| PROBLEM DESCRIPTION |
The task calls for every entry to be printed word for word, without the images.

| RECORDS FOR THE TASK |
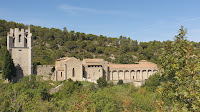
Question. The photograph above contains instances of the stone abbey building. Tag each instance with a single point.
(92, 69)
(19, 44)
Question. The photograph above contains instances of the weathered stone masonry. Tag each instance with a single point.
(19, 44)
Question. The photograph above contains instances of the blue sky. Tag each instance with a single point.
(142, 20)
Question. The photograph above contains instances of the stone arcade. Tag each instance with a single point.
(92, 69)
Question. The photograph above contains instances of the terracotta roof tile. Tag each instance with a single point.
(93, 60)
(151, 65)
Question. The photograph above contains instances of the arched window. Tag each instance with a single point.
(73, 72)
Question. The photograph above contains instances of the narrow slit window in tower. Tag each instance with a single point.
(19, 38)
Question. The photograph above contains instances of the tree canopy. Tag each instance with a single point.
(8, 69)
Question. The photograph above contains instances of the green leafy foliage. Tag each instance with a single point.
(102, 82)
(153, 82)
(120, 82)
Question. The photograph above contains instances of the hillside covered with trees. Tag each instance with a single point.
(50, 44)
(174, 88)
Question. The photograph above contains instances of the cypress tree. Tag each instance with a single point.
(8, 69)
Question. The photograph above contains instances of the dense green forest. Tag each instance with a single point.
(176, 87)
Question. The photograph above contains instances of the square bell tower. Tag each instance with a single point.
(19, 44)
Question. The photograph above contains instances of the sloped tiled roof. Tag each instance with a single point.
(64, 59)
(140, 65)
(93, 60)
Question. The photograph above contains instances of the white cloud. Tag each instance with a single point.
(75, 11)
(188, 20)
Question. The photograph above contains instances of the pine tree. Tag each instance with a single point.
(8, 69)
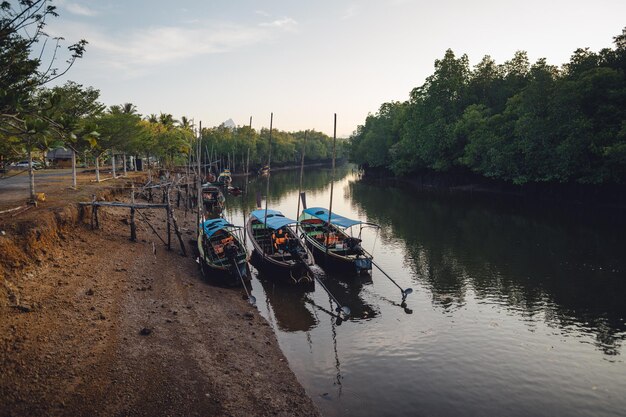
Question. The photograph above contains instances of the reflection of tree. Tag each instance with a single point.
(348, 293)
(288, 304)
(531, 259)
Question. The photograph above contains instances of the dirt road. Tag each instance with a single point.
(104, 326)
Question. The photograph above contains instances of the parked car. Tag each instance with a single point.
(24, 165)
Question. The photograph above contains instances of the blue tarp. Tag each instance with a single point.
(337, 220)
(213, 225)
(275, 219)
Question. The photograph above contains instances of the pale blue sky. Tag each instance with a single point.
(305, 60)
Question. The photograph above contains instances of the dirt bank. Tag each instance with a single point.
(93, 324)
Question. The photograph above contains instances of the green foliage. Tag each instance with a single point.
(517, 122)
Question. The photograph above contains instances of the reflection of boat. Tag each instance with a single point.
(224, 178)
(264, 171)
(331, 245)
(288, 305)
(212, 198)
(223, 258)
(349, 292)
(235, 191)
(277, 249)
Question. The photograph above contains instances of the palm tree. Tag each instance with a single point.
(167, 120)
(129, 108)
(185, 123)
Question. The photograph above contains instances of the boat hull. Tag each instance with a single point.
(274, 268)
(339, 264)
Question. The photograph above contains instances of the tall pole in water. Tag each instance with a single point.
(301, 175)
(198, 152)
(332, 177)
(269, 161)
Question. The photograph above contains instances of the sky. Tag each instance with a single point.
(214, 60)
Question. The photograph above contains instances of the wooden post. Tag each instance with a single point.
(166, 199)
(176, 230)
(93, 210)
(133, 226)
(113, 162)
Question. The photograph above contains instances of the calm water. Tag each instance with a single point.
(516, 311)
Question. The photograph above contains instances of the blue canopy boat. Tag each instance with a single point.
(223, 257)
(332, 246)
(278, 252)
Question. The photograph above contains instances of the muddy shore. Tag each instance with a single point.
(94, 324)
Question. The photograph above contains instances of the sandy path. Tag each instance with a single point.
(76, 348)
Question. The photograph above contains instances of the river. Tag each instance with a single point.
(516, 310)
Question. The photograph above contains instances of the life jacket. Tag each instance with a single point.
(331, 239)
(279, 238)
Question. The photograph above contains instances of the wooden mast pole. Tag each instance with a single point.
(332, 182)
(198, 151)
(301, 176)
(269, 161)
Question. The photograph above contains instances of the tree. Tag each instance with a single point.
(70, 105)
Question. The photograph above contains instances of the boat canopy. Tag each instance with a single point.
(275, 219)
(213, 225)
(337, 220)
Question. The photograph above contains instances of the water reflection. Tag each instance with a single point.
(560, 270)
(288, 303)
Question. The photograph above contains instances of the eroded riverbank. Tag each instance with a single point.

| RESULT BELOW |
Question. The photograph above contains instances of the stone abbey building. Tag each instance with a single point.
(92, 69)
(19, 44)
Question. The photograph above contains instances of the weathered stone masonry. Tag each instance with a single point.
(19, 44)
Question. The photograph above contains instances of the blue sky. Tag each instance with a single point.
(142, 20)
Question. The photograph above contains instances of the stone arcade. Tag each instance with a single point.
(92, 69)
Question. The photograph above contains instances of the terracotta roof tile. Tag each instance with a single point.
(93, 60)
(151, 65)
Question. The photograph above contains instances of the arched window. Tag each instance with a single point.
(73, 72)
Question. The photograph above contains instances of the narrow slit window in tower. Tag each instance with a single point.
(19, 38)
Question. The photograph above contains instances of the tree canopy. Tag each instance with a single point.
(8, 69)
Question. The photograph above contains instances of the green leafy foliage. Tag each instance with a single point.
(102, 82)
(153, 82)
(120, 82)
Question. The photograph above contains instances of the hillside covered with trees. Tag each instance with a single point.
(50, 44)
(174, 88)
Question. The photograph above contains instances of the cypress tree. Tag each instance with a single point.
(8, 69)
Question. The photograph above contains instances of the dense green forest. Tag each instance with a single point.
(176, 87)
Question. The photograph above contains instances of the square bell tower. Tag each instance with a single point.
(19, 44)
Question. The photograph above contains instances of the sloped tiled roof. Tag each instance with a single point.
(64, 59)
(140, 65)
(93, 60)
Question. The photograph above contains instances of the white cloud. Tag each instance with a single point.
(75, 11)
(188, 20)
Question. The photograph above contains instances of the pine tree. Tag each instance with a single point.
(8, 69)
Question. The photograph above contains instances of the reflection of tree. Tag each instance with a single point.
(348, 293)
(288, 304)
(531, 259)
Question. The photograph above contains instances of the dirt road. Tag each instance with a single point.
(104, 326)
Question. The photograph above contains instances of the parked car. Tag each instance with a single point.
(24, 165)
Question. The photograph above contains instances of the blue tarp. Tag each instance with a single point.
(337, 220)
(213, 225)
(275, 219)
Question. The photograph above contains instances of the pale blue sky. Tag each instance with a single point.
(305, 60)
Question. The photograph above contains instances of the dirt bank. Tag each instance with a single point.
(93, 324)
Question. The photograph above contains instances of the green foliage. Tag each instance with a single point.
(517, 122)
Question. The photograph above contains instances of the reflection of boat. Tag each instance with a single point.
(224, 178)
(264, 171)
(331, 245)
(288, 305)
(212, 198)
(223, 258)
(349, 292)
(235, 191)
(277, 249)
Question. The photograph above contains instances of the palm tree. Tag each instance with a single point.
(167, 120)
(129, 108)
(185, 123)
Question. The photograph above contains instances of the boat hull. Tag each instance with a single point.
(274, 268)
(339, 264)
Question. The photograph above contains instances of the tall pole in water. Tag each instance with a single point.
(301, 175)
(198, 152)
(332, 177)
(269, 161)
Question. The photograph above contains instances of the sky. Tag each instance with a single point.
(214, 60)
Question. The photograph above contains instances of the wooden post. Tag each instance with a single point.
(166, 199)
(176, 230)
(93, 210)
(133, 226)
(113, 162)
Question. The photograph above contains instances of the calm water. Tag each instance with a single point.
(516, 311)
Question. The photograph above contains instances of the blue canopy boat. Tag each instance with a single point.
(223, 257)
(332, 246)
(278, 252)
Question. The photograph above contains instances of the muddy shore. Tag each instance with a single point.
(94, 324)
Question. The photograph above contains instances of the sandy path. Tag each instance with a single point.
(76, 348)
Question. The photograph above contains instances of the river. Tag each instance with a single point.
(516, 310)
Question. The photograph above contains instances of the life jacket. Tag each instance with a single point.
(331, 239)
(279, 238)
Question. The photograph above contains instances of the wooden mast pole. Tag each instance with a single point.
(332, 182)
(198, 151)
(301, 176)
(269, 161)
Question. The photograph above contains instances of the tree. Tag each instance with a single point.
(70, 105)
Question. The photograph above contains instances of the boat canopy. Tag each instance with a single point.
(275, 219)
(213, 225)
(337, 220)
Question. The photograph above contains instances of the water reflection. Tag each instance with a single point.
(560, 270)
(288, 303)
Question. The photograph above contains instances of the eroded riverbank. Tag each instance with a single point.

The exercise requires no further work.